=== PROVIDED MATERIAL ===

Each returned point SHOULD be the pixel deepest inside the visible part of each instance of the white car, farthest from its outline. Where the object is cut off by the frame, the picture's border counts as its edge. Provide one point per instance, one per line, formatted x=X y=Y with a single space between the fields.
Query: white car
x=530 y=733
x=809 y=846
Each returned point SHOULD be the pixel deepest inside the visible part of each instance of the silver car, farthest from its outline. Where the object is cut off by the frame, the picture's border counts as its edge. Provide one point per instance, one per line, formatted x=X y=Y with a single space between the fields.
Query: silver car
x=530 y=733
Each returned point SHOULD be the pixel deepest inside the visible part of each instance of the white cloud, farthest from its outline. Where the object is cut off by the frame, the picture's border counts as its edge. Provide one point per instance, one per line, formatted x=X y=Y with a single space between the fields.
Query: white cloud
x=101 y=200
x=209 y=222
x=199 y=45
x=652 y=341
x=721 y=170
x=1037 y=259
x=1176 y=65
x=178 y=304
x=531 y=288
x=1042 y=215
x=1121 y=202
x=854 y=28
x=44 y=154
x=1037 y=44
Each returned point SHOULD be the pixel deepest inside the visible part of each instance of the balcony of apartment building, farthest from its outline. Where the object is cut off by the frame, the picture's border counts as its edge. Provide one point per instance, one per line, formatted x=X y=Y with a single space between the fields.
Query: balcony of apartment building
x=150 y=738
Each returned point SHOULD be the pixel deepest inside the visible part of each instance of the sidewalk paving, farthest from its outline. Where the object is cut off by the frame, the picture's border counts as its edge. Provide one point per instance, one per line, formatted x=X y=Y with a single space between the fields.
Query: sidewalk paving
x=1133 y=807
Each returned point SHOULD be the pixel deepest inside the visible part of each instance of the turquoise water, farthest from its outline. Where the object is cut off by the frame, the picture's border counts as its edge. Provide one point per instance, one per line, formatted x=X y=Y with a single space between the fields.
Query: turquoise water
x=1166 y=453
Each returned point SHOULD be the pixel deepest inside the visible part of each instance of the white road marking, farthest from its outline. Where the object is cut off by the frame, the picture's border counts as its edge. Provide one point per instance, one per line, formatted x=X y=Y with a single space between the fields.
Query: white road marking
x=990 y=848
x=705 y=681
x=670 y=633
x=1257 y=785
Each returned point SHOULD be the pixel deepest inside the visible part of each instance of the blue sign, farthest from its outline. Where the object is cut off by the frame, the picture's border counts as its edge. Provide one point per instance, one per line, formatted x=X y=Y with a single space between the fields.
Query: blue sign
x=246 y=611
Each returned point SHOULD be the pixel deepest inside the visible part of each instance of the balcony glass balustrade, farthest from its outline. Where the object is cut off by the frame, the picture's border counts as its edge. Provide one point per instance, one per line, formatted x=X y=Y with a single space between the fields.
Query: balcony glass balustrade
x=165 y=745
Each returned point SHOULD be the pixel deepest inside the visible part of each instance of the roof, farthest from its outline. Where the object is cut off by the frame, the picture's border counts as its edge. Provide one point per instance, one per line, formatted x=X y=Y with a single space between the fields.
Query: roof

===

TO BE DONE
Copy verbatim the stretch from the line containing "the balcony glass" through the end of the entries.

CORRECT RESULT
Each returned point SHOULD be the pixel deepest inside the visible part of each instance of the balcony glass balustrade, farthest from its outline. Where the object is cut off by the frame, the picture's border counts as its edge. Provide one point per instance, one per line, formatted x=X y=Y with a single space between the fields.
Query: balcony glass balustrade
x=165 y=745
Each returned point SHOULD be the pixel deepest inside the visible part of each instance of the roof, farthest from its outline. Where the object is cut off by the frame, the picture's border counts as its edge. Provide one point per instance, one per line, formatted x=X y=Y with a single space between the fields.
Query: roof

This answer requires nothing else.